Stated exercise A -> Print the entries from the line containing "Using the image above, draw a bounding box around the light" through the line containing "[633,236,665,248]", including both of those lines.

Text ->
# 89 K1500 no brake lights, no hazard lights?



## Northman (Feb 6, 2005)

Yesterday I lost the brake lights and hazard lights dont come on when hazard button pushed in to my ole plow truck. No clicking sounds from hazard like it used to.

The turn signals still work and the both rear running lights still work.

Where do I start looking? Thanks.


----------



## 2COR517 (Oct 23, 2008)

Have you checked all the fuses? I can't remember if there is an underhood fuse box on the 89 or not. Sold mine three years ago.


----------



## Sydenstricker Landscaping (Dec 17, 2006)

Like 2COR517 said, check all the fuses, there isnt an underhood fuse panel on the 89 trucks, just the fuel pump relay center on the passenger side firewall. Also check the flasher unit in the fuse block, that could be an issue too. These trucks have those crazy circuit boards in the tail lights and they get all screwy when they get corroded. Check all the grounds back there as well. Make sure there isnt a blown bulb either


----------



## 2COR517 (Oct 23, 2008)

Do the turn signals work OK when the switch is on? If they do, the taillights are fine.


----------



## Northman (Feb 6, 2005)

Turn signals work. All rear lights work. Can here flasher clicking under dash when turn signal on. All fuses check out ok. 

Push in hazard no noise no blinking lights. No brake lights either.


----------



## 2COR517 (Oct 23, 2008)

Recorded information ->

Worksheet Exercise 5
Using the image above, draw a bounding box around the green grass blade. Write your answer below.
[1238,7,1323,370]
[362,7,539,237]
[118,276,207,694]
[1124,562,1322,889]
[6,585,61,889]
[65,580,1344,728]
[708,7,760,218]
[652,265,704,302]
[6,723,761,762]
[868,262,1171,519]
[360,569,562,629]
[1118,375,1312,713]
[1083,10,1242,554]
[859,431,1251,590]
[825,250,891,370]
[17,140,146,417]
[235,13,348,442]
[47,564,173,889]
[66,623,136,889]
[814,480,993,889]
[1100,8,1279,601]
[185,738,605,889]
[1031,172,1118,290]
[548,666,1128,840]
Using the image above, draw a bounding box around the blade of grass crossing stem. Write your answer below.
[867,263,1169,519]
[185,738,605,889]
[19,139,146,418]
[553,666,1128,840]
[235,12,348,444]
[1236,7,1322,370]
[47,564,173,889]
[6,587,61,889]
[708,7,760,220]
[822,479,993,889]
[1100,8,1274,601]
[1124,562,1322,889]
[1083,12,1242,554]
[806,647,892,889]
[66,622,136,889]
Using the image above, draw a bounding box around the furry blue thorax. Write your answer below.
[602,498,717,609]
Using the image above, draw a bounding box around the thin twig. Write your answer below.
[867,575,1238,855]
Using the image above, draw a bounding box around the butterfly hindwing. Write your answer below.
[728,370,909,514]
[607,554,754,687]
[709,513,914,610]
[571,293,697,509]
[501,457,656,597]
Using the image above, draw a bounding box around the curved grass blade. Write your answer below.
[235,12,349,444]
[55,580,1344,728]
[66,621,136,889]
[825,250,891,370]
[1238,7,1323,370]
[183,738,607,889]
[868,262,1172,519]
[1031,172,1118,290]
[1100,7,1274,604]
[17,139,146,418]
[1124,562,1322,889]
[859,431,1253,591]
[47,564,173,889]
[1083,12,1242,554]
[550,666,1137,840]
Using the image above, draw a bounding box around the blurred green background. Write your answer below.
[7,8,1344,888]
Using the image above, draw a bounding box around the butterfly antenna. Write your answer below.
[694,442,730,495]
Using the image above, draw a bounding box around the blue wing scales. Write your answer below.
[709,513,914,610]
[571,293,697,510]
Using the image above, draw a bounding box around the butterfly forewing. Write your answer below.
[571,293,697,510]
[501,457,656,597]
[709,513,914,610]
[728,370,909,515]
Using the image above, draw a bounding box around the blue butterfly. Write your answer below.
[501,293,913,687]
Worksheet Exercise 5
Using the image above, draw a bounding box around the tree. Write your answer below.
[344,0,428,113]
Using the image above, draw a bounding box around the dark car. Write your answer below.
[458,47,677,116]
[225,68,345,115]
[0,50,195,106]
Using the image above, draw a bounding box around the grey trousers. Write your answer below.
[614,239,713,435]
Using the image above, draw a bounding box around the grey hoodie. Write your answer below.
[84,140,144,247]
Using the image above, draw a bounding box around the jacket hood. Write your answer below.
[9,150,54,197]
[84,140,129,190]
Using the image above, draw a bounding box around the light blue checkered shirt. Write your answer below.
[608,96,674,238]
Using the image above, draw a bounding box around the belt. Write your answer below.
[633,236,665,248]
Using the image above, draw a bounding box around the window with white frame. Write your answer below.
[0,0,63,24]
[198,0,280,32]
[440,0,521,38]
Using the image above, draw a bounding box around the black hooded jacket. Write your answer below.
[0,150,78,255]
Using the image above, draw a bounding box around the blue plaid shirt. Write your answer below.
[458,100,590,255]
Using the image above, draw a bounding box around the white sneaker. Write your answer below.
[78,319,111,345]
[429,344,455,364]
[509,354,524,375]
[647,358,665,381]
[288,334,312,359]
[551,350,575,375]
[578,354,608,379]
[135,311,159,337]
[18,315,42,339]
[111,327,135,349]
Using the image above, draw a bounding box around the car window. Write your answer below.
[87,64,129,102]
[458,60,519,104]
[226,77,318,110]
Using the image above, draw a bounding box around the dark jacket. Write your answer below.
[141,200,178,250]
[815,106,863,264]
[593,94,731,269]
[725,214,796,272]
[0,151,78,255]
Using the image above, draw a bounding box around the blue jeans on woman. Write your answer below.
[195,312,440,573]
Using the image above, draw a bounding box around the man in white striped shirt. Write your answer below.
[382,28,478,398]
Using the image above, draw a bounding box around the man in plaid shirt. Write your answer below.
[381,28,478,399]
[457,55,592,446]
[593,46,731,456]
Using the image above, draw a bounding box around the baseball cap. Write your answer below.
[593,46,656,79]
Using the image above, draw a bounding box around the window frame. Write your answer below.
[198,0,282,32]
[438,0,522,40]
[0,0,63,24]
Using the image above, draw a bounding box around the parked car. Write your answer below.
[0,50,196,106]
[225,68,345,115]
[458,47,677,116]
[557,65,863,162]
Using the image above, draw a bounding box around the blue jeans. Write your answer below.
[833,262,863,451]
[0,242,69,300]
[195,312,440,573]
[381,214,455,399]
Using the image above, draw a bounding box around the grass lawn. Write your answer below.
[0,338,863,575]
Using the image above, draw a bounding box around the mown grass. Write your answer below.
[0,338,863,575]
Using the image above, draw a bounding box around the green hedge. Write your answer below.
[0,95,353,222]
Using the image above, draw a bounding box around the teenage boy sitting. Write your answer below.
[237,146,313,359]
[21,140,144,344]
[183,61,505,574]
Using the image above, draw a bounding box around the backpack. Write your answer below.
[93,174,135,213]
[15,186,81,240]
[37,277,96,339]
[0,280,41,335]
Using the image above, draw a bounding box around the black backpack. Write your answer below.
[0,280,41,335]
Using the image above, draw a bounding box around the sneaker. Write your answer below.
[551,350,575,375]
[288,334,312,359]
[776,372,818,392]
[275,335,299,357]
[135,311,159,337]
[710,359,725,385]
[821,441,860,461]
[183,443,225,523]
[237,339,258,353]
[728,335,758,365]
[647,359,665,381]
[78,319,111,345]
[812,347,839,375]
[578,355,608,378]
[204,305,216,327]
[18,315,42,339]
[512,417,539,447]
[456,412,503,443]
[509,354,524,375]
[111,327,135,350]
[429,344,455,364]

Stated exercise B -> Output the complete forum thread on the 89 K1500 with no brake or hazard lights, word for word.

Output A ->
Using the image above, draw a bounding box around the light blue checkered shirt. Write your answer below.
[608,96,674,238]
Using the image above, draw a bounding box around the belt. Write your answer below.
[633,236,665,248]

Output B ->
# 89 K1500 no brake lights, no hazard lights?



## Northman (Feb 6, 2005)

Yesterday I lost the brake lights and hazard lights dont come on when hazard button pushed in to my ole plow truck. No clicking sounds from hazard like it used to.

The turn signals still work and the both rear running lights still work.

Where do I start looking? Thanks.


----------



## 2COR517 (Oct 23, 2008)

Have you checked all the fuses? I can't remember if there is an underhood fuse box on the 89 or not. Sold mine three years ago.


----------



## Sydenstricker Landscaping (Dec 17, 2006)

Like 2COR517 said, check all the fuses, there isnt an underhood fuse panel on the 89 trucks, just the fuel pump relay center on the passenger side firewall. Also check the flasher unit in the fuse block, that could be an issue too. These trucks have those crazy circuit boards in the tail lights and they get all screwy when they get corroded. Check all the grounds back there as well. Make sure there isnt a blown bulb either


----------



## 2COR517 (Oct 23, 2008)

Do the turn signals work OK when the switch is on? If they do, the taillights are fine.


----------



## Northman (Feb 6, 2005)

Turn signals work. All rear lights work. Can here flasher clicking under dash when turn signal on. All fuses check out ok. 

Push in hazard no noise no blinking lights. No brake lights either.


----------



## 2COR517 (Oct 23, 2008)